• [SUPPLIED DATA]

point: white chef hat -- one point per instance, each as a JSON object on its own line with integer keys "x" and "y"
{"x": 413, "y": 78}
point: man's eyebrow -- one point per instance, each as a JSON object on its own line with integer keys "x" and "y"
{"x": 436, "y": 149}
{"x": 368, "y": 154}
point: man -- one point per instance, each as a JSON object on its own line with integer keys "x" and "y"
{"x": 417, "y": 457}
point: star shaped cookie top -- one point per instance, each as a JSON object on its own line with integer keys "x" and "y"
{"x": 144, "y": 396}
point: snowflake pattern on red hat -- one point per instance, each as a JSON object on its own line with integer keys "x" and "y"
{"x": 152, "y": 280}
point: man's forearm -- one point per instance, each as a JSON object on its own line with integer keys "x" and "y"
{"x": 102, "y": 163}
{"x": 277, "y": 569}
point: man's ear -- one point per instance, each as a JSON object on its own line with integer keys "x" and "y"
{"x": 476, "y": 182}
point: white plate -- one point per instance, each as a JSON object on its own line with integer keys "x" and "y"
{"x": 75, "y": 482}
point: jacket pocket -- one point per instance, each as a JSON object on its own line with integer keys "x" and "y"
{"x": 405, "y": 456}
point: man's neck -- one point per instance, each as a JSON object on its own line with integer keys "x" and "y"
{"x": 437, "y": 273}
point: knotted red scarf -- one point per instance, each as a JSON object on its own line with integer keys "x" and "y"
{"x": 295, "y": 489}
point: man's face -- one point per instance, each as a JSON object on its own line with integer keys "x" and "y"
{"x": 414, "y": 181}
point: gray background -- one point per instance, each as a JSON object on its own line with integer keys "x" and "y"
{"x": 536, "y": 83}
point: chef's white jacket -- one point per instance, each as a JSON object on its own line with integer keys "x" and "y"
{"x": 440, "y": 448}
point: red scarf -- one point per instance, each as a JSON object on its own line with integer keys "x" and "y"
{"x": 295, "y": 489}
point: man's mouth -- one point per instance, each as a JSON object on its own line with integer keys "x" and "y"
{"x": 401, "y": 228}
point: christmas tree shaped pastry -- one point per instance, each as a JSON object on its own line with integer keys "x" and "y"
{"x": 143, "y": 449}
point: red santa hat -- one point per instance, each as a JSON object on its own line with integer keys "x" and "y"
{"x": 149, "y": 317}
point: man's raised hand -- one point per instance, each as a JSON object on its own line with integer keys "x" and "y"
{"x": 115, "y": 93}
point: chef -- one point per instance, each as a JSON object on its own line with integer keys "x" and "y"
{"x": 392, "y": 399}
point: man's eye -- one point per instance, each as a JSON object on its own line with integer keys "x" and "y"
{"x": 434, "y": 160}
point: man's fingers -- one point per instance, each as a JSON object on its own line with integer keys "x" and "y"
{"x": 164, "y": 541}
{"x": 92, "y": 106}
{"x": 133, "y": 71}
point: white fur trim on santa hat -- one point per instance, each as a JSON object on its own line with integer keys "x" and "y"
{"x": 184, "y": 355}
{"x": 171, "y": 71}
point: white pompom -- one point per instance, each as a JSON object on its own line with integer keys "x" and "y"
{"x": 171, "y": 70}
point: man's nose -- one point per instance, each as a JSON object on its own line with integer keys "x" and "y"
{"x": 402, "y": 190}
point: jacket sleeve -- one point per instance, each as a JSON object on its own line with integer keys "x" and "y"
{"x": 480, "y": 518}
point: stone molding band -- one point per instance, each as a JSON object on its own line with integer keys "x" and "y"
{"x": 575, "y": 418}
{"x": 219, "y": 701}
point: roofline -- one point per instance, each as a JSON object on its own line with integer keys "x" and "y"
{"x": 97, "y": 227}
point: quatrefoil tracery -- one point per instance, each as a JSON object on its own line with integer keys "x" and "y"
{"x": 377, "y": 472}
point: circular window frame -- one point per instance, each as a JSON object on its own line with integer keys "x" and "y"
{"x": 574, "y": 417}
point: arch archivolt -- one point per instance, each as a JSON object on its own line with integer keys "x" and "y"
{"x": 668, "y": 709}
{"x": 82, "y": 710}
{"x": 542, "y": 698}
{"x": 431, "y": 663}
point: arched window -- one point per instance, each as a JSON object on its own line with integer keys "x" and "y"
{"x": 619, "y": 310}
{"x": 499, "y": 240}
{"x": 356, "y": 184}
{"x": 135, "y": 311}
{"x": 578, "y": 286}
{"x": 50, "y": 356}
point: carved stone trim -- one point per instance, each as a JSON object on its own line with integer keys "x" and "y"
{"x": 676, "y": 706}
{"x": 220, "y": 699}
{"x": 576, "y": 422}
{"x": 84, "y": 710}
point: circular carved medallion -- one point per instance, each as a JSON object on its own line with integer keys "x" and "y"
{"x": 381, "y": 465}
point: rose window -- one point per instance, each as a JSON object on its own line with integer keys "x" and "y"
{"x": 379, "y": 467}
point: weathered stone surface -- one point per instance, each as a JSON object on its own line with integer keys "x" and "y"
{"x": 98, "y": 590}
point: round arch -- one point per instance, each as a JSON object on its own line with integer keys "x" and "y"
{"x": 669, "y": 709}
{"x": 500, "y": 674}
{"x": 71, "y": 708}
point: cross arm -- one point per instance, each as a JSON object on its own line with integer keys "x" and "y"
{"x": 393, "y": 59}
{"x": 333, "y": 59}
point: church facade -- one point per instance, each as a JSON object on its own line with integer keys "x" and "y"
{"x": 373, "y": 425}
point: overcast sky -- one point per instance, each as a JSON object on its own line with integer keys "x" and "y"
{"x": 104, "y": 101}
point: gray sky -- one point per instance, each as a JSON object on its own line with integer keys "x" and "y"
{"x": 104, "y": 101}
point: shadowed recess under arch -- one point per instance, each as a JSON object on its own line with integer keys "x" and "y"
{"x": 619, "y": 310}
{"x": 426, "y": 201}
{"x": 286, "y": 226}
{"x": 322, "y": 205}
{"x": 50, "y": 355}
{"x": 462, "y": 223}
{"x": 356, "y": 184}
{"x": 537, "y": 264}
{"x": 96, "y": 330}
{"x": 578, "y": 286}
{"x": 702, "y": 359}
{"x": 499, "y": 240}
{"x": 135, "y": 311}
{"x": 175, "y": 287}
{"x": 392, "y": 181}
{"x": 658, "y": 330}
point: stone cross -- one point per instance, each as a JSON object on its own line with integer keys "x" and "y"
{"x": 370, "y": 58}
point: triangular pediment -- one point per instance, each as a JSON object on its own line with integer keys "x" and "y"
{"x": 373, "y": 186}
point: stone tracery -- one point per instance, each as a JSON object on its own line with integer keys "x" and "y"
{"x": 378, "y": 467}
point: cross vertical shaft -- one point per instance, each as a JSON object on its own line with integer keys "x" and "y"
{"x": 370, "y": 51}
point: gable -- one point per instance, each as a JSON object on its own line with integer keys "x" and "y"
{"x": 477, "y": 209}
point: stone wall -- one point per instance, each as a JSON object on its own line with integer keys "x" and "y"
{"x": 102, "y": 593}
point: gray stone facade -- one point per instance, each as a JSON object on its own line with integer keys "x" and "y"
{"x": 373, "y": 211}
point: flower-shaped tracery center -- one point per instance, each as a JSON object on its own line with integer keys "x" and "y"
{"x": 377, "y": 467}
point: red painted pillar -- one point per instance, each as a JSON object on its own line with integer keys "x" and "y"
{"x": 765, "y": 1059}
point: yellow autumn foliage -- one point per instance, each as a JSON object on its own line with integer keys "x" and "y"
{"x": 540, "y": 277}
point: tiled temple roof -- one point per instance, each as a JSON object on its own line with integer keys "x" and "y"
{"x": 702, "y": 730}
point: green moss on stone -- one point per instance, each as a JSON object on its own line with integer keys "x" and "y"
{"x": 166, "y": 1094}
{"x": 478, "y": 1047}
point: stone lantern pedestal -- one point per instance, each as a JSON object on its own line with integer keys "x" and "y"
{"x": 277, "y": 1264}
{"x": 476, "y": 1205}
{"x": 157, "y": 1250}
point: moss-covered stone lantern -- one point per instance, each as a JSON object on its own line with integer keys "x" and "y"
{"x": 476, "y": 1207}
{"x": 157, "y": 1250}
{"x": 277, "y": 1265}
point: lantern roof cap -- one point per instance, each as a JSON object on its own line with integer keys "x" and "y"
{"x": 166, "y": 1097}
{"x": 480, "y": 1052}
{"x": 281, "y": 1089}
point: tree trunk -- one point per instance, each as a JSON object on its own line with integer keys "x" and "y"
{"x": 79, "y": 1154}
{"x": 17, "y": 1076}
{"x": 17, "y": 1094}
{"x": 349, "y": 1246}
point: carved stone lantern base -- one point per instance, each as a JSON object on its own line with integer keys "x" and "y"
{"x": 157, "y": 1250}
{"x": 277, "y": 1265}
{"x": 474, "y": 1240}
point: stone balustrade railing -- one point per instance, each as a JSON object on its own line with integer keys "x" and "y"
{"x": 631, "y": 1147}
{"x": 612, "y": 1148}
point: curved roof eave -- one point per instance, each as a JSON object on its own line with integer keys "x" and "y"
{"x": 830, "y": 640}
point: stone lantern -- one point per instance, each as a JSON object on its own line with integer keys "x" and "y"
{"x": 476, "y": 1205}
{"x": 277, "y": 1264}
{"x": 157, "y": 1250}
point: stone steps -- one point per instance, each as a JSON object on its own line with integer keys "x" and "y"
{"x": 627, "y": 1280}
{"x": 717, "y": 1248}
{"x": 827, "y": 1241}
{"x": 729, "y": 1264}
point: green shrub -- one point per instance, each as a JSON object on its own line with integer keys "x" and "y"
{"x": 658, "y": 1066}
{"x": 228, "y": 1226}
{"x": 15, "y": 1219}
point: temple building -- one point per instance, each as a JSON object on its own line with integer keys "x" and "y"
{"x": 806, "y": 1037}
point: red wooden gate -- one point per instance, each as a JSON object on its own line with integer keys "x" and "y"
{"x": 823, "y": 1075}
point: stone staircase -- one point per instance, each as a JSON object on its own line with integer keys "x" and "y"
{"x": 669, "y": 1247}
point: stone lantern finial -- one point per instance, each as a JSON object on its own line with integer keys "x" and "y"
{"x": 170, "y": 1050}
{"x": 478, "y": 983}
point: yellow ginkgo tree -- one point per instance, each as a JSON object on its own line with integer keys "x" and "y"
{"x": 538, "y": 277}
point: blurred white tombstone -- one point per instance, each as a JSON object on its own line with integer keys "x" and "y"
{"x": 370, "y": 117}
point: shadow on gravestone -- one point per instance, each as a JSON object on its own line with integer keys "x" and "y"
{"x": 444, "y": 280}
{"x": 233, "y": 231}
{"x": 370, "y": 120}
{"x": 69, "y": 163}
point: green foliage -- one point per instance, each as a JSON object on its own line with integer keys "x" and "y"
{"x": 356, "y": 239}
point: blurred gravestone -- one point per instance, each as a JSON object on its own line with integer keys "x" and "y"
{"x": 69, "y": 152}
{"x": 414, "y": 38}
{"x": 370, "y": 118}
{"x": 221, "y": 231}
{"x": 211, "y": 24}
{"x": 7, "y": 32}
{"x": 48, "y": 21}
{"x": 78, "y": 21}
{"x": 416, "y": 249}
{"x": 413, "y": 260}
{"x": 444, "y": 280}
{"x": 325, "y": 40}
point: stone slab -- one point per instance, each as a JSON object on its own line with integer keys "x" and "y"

• [PROBLEM DESCRIPTION] Rewrite the material starting at the line that has "point: green foliage" and continuing through the end, putting "distant gravestone" in place of "blurred gravestone" and leaving everything else as it is.

• [RESULT FOR THIS EXERCISE]
point: green foliage -- one point per instance, each as a JSON object on its own line with integer keys "x" and "y"
{"x": 356, "y": 239}
point: distant gravestone -- one point per instance, each as a JSON object on its own line with integer keys "x" and "y"
{"x": 69, "y": 152}
{"x": 414, "y": 38}
{"x": 370, "y": 118}
{"x": 221, "y": 231}
{"x": 211, "y": 24}
{"x": 7, "y": 32}
{"x": 48, "y": 21}
{"x": 78, "y": 21}
{"x": 416, "y": 249}
{"x": 413, "y": 260}
{"x": 444, "y": 280}
{"x": 325, "y": 40}
point: stone slab -- one point per instance, each as a JSON object on its own line with integer keys "x" and "y"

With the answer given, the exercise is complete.